▶ [WHAT YOU NEED TO DO] Nothing but the lines from the one containing "Would you mind pointing out the forest floor" to the end of the records that follow should be transcribed, each exactly, with the pictures left out.

*** Opening of THE INPUT ***

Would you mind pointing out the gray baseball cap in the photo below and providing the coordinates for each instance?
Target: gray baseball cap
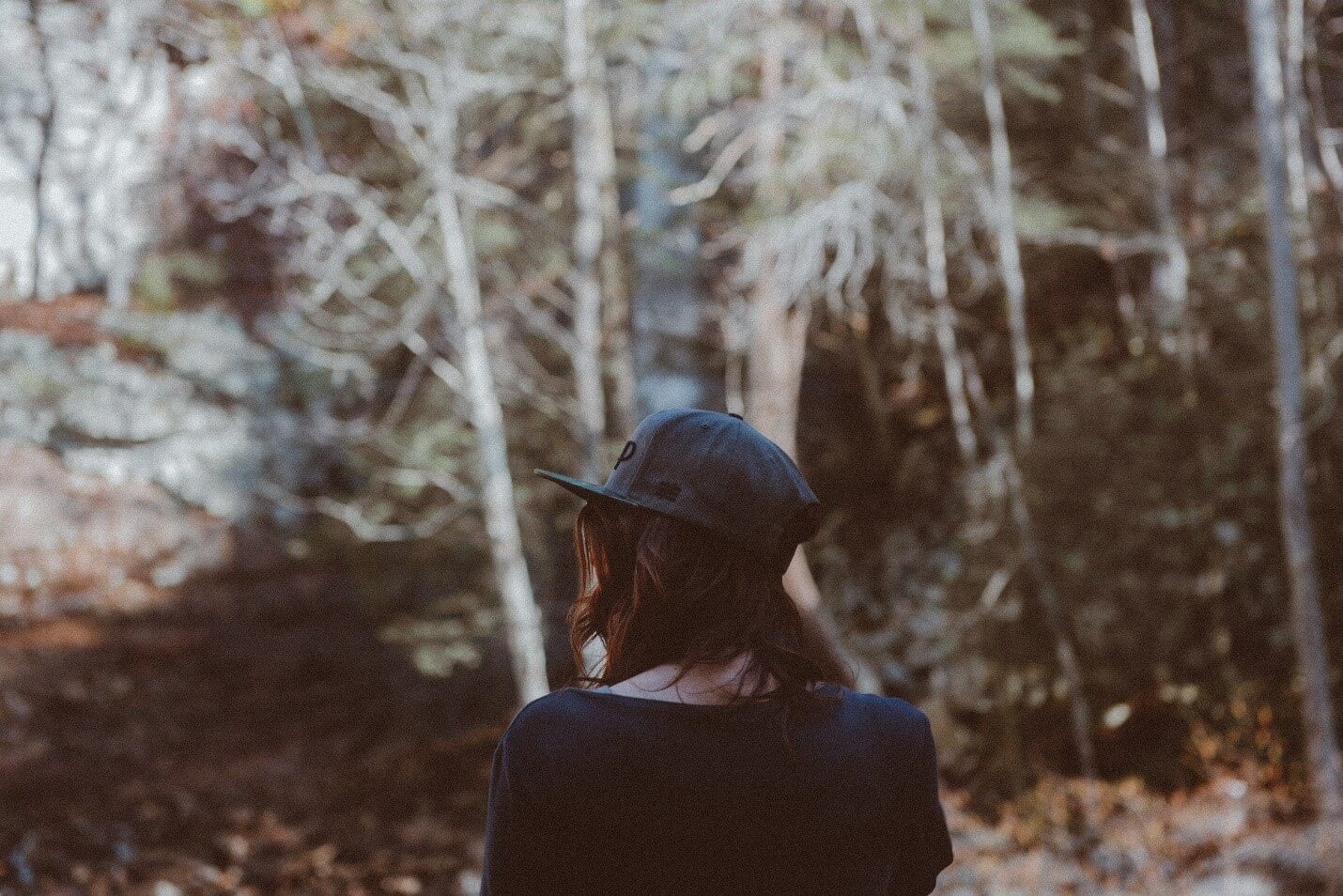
(714, 471)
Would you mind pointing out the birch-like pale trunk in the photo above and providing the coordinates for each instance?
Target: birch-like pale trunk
(934, 246)
(615, 293)
(521, 615)
(1293, 505)
(46, 125)
(1295, 115)
(1326, 137)
(775, 352)
(587, 239)
(1005, 222)
(1170, 274)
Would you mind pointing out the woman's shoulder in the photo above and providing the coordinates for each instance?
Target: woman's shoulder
(880, 715)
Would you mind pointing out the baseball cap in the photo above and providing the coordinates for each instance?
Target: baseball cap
(714, 471)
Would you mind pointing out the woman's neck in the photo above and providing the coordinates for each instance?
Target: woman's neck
(702, 683)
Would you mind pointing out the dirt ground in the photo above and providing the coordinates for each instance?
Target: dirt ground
(246, 739)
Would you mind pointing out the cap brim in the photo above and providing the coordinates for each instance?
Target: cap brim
(587, 490)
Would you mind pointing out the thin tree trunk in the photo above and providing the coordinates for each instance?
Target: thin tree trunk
(1295, 113)
(774, 358)
(1050, 601)
(1005, 224)
(1293, 506)
(46, 124)
(934, 247)
(615, 293)
(522, 618)
(1170, 275)
(587, 239)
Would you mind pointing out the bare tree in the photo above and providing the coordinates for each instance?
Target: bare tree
(412, 87)
(46, 124)
(1005, 222)
(1295, 110)
(934, 247)
(589, 181)
(1170, 274)
(1293, 502)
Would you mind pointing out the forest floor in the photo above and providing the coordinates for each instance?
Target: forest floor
(262, 739)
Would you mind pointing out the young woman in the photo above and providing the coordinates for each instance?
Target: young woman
(706, 755)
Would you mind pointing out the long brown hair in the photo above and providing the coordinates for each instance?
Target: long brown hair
(658, 590)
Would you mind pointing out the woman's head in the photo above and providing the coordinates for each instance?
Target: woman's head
(658, 590)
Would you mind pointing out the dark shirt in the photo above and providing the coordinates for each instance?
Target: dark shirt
(602, 793)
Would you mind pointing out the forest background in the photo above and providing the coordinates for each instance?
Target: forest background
(1043, 297)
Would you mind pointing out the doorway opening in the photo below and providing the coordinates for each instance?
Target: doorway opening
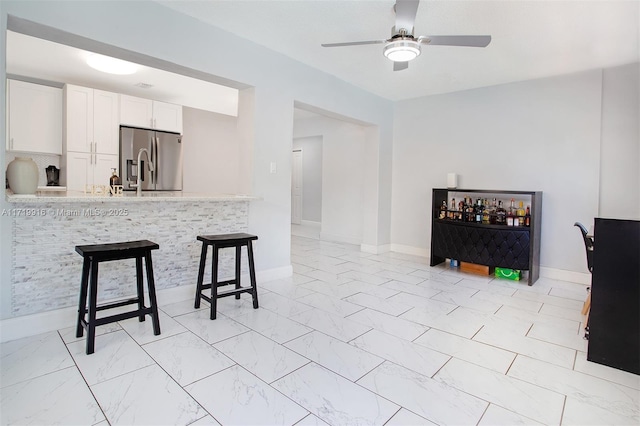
(306, 187)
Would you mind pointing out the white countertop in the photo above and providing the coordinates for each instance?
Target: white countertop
(128, 196)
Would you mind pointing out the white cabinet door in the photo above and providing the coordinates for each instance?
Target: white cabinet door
(91, 120)
(78, 123)
(167, 117)
(136, 112)
(34, 118)
(83, 168)
(104, 163)
(106, 129)
(79, 170)
(148, 114)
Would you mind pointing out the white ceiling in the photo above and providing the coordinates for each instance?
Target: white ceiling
(40, 59)
(530, 39)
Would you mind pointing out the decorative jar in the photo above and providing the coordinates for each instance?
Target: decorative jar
(22, 174)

*** Close of THE INPUT ***

▶ [REPLY TO THE EXERCISE]
Would you mind pointing out the forest floor in the photo above and providing the coordinates for each instance?
Target: forest floor
(262, 739)
Would you mind pointing out the young woman in the photo above and providing the coordinates for each instance?
Target: young woman
(706, 755)
Would you mind pointing out the long brown hair in the photo above and providing the coordinates for each instance?
Target: long brown hair
(658, 590)
Would you mind pointing out the woman's head in the photo above and providing the coordinates for each instance?
Target: woman's head
(658, 590)
Would you mind pointing out the dark shirt in the photo above and providing the coordinates for each instance?
Target: dark shirt
(602, 793)
Would you mind pointing out the forest background in the photo above and providing the coordinates for each instance?
Target: forest background
(1043, 297)
Would you mind pointing out the doorway opening in the photo below and providing the coordinates for each instance?
Target: doorway opening
(306, 187)
Would you mind pointing out the white countertop in the photo above and providing the coordinates for each instance?
Target: white countertop
(128, 196)
Would you mind pointing out the white cabinet door in the photo above and providing the coordinates for each instance?
Target: white cabinet door
(91, 120)
(78, 123)
(167, 117)
(136, 112)
(34, 118)
(83, 168)
(104, 163)
(106, 129)
(79, 170)
(148, 114)
Would you mind pointing out the white ceiling in the photo above and providing the coordinates for each instance?
Target: white ceiling
(40, 59)
(530, 39)
Would you mind pointing out the decorative jar in the photo above and providing the coordinates for each instance?
Target: decorative jar
(22, 174)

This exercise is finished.